SOURCE DOCUMENT

*****

Chapter 2 Data sources

The first dataset that caught our attention was the ARED (Authoritarian Ruling Elites Database) published in Harvard Dataverse.

https://dataverse.harvard.edu/dataset.xhtml?persistentId=doi:10.7910/DVN/QZ9BSA

This dataset contains data on the ruling elites in 22 different authoritarian regimes over the world, from different continents and time periods.

The dataset is primarily focused on highlighting the demographics, time in power and the exit method of each of these elites.

We have also found this repo of datasets on Democracy very helpful. In particular, we have used the Democracy and Dictatorship Dataset (PACL).

https://xmarquez.github.io/democracyData/reference/pacl.html

We also used the democracy index, found here:

https://www.gapminder.org/data/documentation/democracy-index/

We are not including the two datasets above since they are pretty large. The datasets can be easily downloaded from the links provided.

The code used to generate GIFs from the above two datasets also take a while to run. While they are provided in this bookdown, we have chosen to embed the GIFs created by our code in the .Rmd files instead of running directly.

*****

GIVEN RECORDS
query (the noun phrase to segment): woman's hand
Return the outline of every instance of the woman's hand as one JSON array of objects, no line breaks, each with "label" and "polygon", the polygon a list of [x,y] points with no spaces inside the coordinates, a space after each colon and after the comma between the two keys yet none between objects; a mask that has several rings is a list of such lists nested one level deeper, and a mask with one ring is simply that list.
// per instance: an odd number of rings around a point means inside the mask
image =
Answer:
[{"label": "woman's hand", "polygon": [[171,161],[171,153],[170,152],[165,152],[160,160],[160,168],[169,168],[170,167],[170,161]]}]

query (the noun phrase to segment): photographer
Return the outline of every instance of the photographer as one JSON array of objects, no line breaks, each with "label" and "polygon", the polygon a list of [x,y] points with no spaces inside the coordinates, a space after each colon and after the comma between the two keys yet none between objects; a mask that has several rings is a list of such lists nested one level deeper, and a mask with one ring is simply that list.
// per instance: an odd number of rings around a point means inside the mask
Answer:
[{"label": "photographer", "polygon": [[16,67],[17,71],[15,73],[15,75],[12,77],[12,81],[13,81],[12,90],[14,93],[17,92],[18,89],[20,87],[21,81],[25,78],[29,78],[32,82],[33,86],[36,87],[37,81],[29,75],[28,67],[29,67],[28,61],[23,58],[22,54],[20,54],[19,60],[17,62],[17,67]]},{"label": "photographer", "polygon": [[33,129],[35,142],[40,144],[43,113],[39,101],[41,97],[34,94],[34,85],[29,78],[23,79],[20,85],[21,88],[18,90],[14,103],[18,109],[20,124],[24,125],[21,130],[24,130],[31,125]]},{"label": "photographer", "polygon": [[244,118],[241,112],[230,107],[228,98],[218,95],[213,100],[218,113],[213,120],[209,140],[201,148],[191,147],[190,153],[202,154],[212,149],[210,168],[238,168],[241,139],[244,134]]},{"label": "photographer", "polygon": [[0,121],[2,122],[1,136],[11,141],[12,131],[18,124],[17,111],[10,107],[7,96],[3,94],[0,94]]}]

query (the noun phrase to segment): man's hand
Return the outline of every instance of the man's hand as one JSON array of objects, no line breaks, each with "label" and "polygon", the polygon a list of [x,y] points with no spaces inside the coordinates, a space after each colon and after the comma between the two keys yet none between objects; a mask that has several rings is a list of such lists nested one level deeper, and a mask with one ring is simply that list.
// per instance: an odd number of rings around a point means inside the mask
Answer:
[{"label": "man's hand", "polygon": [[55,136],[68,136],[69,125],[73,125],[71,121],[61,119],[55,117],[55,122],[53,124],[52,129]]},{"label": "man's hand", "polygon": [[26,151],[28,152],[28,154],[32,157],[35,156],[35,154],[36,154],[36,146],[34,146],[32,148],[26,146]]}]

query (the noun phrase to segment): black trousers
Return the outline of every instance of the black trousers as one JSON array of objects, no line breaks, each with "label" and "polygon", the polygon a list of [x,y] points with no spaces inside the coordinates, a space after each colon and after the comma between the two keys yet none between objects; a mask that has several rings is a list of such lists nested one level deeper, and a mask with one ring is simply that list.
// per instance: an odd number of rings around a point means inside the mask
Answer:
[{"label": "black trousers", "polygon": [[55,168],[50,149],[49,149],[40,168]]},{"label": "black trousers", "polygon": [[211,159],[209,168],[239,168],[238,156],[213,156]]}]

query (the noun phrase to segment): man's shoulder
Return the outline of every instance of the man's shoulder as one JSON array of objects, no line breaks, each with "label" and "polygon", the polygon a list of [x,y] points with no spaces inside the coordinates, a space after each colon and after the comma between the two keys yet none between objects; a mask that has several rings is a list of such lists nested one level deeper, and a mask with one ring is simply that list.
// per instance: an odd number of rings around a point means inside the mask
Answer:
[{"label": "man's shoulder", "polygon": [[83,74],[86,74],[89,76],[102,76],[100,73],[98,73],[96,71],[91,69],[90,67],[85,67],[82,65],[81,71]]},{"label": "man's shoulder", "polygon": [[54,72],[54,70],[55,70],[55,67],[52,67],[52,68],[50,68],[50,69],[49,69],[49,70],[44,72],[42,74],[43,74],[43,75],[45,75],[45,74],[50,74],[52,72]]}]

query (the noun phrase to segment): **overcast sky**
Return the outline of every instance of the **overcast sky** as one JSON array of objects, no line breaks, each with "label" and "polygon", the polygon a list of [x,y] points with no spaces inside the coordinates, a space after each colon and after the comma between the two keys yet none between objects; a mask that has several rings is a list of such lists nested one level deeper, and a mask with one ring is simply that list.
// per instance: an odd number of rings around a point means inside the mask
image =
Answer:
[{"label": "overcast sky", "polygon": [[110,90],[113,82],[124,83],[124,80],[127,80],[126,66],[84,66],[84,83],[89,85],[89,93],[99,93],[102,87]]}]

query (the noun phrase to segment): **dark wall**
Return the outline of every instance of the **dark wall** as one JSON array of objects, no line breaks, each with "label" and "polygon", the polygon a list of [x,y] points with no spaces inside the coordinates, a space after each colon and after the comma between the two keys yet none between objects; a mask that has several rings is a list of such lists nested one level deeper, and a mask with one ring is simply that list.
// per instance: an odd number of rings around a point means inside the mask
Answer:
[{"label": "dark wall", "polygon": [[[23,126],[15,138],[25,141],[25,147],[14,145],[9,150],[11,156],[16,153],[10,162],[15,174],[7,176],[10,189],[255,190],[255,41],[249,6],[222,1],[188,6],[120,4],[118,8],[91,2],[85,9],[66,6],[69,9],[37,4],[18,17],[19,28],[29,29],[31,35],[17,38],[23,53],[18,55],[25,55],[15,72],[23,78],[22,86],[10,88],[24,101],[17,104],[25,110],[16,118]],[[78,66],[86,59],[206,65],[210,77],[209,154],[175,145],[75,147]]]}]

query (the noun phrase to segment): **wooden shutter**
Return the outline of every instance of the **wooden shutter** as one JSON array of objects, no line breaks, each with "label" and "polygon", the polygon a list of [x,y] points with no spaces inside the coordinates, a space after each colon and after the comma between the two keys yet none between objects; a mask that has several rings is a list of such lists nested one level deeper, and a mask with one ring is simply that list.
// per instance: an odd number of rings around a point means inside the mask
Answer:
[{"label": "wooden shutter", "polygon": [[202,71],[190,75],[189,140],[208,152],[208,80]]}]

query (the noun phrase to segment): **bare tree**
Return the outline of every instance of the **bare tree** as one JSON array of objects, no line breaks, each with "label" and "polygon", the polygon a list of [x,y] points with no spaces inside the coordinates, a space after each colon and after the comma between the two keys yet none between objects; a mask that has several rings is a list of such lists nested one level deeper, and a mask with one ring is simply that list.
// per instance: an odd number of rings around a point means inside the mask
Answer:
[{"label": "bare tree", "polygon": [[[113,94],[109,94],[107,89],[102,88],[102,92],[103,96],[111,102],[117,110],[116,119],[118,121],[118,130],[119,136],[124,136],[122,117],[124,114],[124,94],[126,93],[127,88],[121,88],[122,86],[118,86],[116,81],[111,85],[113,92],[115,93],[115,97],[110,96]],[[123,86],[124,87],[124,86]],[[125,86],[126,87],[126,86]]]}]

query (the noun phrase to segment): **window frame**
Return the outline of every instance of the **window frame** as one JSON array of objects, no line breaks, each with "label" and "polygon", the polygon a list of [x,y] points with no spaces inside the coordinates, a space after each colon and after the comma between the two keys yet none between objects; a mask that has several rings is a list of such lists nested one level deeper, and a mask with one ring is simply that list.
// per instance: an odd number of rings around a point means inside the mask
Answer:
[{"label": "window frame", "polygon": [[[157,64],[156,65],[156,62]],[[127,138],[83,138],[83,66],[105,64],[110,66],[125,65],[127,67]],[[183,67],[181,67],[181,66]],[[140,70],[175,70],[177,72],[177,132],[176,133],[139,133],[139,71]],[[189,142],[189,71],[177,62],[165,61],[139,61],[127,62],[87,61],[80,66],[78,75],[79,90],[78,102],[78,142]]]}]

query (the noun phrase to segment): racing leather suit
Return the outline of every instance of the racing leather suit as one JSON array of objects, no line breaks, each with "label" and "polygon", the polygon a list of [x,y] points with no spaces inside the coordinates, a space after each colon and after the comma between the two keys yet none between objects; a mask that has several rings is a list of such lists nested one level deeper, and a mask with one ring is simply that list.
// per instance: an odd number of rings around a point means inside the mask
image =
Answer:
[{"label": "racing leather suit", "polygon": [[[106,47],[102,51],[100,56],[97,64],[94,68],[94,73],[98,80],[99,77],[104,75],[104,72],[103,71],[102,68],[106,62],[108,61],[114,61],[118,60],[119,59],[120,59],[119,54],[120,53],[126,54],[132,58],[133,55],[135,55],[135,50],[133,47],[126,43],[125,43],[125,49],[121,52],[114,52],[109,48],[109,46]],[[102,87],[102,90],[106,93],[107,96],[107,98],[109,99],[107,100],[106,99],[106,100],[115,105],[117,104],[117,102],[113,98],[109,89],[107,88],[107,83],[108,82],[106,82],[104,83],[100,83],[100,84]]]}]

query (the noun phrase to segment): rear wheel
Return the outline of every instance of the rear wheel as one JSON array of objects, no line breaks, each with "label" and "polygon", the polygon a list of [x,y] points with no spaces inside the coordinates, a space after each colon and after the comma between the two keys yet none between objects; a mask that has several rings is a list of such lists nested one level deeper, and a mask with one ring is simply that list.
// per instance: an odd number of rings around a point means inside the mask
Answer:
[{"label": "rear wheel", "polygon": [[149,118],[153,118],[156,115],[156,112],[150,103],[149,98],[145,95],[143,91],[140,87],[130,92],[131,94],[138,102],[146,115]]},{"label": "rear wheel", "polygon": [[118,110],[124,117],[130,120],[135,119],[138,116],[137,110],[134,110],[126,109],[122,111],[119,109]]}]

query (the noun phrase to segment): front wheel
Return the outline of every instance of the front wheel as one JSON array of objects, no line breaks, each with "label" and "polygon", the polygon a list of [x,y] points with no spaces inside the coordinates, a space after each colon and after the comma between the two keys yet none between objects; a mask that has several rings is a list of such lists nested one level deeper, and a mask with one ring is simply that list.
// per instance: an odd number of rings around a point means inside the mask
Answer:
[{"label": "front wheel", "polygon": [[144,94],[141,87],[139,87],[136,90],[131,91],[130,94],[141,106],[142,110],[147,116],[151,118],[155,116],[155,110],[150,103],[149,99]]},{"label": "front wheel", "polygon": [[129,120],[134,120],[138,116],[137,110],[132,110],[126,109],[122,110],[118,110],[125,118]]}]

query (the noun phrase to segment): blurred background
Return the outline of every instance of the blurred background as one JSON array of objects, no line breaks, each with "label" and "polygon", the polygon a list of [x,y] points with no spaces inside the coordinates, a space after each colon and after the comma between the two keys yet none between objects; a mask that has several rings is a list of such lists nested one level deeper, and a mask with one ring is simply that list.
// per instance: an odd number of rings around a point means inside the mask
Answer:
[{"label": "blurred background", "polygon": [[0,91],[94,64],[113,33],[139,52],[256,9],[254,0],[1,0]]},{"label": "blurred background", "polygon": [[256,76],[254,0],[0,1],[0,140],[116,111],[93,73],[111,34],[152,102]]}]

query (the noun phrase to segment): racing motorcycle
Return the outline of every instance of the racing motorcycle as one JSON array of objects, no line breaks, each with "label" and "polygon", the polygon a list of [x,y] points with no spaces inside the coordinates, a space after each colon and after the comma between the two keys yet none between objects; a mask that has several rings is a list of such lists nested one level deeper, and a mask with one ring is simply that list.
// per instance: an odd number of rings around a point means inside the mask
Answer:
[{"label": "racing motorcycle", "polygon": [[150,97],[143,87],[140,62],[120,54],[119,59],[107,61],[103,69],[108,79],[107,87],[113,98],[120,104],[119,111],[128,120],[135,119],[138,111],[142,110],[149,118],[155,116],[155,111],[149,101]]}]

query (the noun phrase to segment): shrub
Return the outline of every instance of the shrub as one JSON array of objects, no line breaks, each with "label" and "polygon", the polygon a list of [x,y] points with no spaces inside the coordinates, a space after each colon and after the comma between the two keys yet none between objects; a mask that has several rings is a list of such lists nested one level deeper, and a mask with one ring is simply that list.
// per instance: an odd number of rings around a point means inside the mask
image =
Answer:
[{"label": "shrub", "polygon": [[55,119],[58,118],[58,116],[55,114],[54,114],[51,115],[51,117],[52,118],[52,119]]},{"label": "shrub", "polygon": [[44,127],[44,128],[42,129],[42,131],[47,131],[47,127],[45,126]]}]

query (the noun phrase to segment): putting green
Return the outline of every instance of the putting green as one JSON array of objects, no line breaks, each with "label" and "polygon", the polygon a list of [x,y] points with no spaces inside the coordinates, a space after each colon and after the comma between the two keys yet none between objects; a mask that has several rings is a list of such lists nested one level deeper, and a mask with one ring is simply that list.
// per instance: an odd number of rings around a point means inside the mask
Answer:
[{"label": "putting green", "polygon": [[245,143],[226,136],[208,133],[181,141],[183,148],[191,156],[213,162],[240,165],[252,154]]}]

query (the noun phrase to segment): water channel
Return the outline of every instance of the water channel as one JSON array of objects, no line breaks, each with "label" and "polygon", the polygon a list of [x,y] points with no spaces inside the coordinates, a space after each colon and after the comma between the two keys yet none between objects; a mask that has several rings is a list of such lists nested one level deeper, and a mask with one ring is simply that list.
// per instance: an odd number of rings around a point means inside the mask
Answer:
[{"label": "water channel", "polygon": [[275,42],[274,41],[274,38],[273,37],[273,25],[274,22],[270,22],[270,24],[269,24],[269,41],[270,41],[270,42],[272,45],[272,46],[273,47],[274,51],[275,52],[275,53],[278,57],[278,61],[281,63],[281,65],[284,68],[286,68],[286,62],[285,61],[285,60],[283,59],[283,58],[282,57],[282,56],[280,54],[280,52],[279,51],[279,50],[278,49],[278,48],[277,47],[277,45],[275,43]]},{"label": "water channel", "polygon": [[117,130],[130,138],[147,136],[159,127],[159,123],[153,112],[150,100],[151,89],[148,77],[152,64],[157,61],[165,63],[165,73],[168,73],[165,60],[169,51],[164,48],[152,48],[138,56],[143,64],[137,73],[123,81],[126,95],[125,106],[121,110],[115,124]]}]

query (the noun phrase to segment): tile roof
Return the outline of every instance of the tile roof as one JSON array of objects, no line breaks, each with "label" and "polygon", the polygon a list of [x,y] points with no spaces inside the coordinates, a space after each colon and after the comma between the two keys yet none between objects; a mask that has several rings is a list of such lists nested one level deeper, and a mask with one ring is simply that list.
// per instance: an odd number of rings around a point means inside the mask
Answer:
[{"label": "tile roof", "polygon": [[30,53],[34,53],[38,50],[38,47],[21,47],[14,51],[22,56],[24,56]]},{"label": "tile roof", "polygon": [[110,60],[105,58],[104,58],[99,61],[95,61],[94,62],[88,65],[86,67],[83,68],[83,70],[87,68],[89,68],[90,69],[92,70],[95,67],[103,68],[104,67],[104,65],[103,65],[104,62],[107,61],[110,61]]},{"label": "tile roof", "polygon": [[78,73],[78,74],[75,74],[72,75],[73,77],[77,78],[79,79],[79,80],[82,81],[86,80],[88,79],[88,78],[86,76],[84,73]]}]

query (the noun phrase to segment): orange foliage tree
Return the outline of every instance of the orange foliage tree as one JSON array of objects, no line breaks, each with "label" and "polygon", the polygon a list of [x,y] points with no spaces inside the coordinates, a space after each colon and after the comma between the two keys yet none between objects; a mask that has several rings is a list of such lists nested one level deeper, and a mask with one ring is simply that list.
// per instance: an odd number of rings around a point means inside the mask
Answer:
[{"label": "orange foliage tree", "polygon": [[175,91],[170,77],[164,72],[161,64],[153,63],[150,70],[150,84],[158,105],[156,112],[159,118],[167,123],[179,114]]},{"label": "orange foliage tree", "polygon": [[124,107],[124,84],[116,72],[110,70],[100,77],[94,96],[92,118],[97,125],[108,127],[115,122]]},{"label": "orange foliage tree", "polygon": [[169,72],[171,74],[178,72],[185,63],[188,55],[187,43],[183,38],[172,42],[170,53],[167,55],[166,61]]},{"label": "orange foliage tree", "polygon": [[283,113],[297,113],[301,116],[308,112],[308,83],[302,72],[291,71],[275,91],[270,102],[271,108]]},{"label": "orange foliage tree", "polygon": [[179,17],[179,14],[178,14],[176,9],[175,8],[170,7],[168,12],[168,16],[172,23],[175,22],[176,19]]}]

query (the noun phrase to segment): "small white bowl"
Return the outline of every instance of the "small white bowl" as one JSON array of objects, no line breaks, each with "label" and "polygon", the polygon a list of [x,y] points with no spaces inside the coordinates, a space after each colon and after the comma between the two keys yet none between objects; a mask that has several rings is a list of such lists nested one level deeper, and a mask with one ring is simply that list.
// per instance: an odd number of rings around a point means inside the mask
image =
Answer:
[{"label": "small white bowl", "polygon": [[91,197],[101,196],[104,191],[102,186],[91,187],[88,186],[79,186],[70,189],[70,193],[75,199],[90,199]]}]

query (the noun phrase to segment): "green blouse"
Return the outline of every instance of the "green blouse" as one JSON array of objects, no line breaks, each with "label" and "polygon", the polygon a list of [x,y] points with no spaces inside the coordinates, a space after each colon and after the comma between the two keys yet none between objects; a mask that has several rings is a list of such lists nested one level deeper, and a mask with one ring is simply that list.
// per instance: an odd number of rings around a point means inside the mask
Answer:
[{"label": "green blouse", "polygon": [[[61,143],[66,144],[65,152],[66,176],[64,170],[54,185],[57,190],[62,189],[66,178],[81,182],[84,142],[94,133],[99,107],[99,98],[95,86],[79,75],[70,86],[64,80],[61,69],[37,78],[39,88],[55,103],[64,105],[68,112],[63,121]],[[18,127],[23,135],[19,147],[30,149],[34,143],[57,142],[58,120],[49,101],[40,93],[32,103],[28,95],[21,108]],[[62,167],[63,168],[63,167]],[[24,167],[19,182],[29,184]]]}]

*****

PARTS OF THE EXERCISE
A. Please list every web address given in the data sources chapter.
B. Carry the data sources chapter forward, writing the passage that comes after its final sentence.
The material after the data sources chapter is separate from it.

ANSWERS PROVIDED
A.
- https://dataverse.harvard.edu/dataset.xhtml?persistentId=doi:10.7910/DVN/QZ9BSA
- https://xmarquez.github.io/democracyData/reference/pacl.html
- https://www.gapminder.org/data/documentation/democracy-index/

B.
2.0.1 Data transformation for ARED Datasets

The set on authoritarian government elites is published via Harvard Dataverse project. Each elite having one row in the data set, the columns include both demographic and professional information about the elites.

The original data set was published in 23 different files. For this project, we have condensed the files into 1 unified file with consistent columns and value formats. The result

The files have undergone considerable cleaning in order to be ready for the cross-regime analysis we intend to perform. Here are some of the actions we have taken,

  1. We have replaced missing values with “na” for most columns.

  2. For columns with date as values, we reduced the entry to just “year” since many entries are missing the exact dates of the event. In the grand scheme of things, the exact dates are often not additive to our insights.

  3. We added the column of Personal ID to give each elite a unique identifier. This column would be called the “primary key” in an SQL analysis.

  4. We rearranged the columns so they are consistent across the regimes. Logically, there are three groups of information, and the columns are arranged in the following order,

  • “regime information”,
  • “elite personal information”
  • “elite career information”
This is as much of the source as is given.